Identification of a major maturation-activated acetyl-CoA carboxylase kinase in sea star oocytes as p44mpk.

S L Pelech 1, J S Sanghera 1, H B Paddon 1, K A Quayle 1, R W Brownsey 1
PMCID: PMC1149976  PMID: 1672814

Abstract

Maturation-activated protein-serine/threonine kinases were investigated in the high-speed supernatant fractions from sea-star oocytes harvested at the time of germinal vesicle breakdown. One of the major stimulated protein kinases able to phosphorylate acetyl-CoA carboxylase in these extracts was found to co-purify with a 44 kDa myelin basic protein kinase (p44mpk) that is activated with a similar time course during oocyte maturation. Purified sea-star oocyte p44mpk phosphorylated acetyl-CoA carboxylase (purified from rat liver) predominantly on serine and to a small extent on threonine. Furthermore, the phosphorylation of acetyl-CoA carboxylase occurred principally on a tryptic phosphopeptide which displayed electrophoretic and chromatographic properties very similar to those of the peptide that has previously been shown to undergo increased phosphorylation in response to insulin in rat adipocytes [Brownsey & Denton (1982) Biochem. J. 202, 77-86]. The acetyl-CoA carboxylase was phosphorylated at a similar rate and to a similar extent by casein kinase II, which was also purified from maturing sea-star oocytes. Although casein kinase II was also activated approximately 3-fold near the time of nuclear envelope breakdown, it was responsible for only a minor component of the total enhanced acetyl-CoA carboxylase kinase activity measured in the soluble extracts from maturing oocytes. Acetyl-CoA carboxylase was a relatively poor substrate for the major S6 peptide kinase activity that was also stimulated during resumption of meiosis in the oocytes. The properties of the p44mpk are reminiscent of those of a microtubule-associated protein 2 (MAP-2) kinase that is activated in response to insulin and other mitogens in mammalian cells [Ray & Sturgill (1988) Proc. Natl. Acad. Sci. U.S.A. 85, 3753-3757; Hoshi, Nishida & Sakai (1988) J. Biol. Chem. 263, 5396-5401]. It is intriguing that several of the mammalian protein kinases that are acutely activated after mitogenic prompting of quiescent mouse fibroblasts (i.e. G0 to G1 transition), such as MAP-2 kinase, casein kinase II and S6 kinase II, have counterparts that are activated during M-phase in maturing sea star oocytes.

────────────────────────────────────────

#### TASK TO CARRY OUT
Which three published works does the sea star oocyte abstract cite in square brackets? Give each with its authors, year, journal, volume and pages.

────────────────────────────────────────

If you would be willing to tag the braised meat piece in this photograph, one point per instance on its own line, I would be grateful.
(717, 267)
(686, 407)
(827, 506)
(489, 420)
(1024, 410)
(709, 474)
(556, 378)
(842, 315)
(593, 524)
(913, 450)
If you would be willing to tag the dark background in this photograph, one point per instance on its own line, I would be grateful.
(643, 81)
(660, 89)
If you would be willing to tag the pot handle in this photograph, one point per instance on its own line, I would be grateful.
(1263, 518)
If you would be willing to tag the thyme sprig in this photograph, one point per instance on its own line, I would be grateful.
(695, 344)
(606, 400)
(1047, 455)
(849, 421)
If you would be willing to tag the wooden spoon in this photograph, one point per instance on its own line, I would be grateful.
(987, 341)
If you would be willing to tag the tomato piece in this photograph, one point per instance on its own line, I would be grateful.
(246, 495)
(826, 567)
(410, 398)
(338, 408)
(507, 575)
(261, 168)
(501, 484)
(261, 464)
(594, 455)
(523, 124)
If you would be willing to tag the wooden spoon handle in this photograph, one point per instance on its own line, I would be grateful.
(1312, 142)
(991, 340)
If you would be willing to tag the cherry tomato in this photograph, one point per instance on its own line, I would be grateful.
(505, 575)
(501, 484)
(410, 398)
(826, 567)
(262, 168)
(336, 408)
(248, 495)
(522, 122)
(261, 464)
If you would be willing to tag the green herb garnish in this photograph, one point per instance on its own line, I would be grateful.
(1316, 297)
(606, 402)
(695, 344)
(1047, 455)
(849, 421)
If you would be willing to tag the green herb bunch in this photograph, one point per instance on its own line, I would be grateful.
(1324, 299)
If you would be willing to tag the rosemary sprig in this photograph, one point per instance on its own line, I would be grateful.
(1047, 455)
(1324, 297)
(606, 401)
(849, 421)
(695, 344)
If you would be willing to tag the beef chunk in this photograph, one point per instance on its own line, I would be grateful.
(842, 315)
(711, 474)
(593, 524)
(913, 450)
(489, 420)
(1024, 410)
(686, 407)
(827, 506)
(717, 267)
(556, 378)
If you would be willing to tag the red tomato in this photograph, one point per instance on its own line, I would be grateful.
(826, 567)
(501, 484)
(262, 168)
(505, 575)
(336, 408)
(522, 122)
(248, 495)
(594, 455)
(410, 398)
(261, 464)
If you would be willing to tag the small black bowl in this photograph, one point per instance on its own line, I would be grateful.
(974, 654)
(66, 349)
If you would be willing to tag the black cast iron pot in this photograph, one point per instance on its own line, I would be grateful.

────────────────────────────────────────

#### SOLUTION BELOW
1. Brownsey & Denton (1982) Biochem. J. 202, 77-86
2. Ray & Sturgill (1988) Proc. Natl. Acad. Sci. U.S.A. 85, 3753-3757
3. Hoshi, Nishida & Sakai (1988) J. Biol. Chem. 263, 5396-5401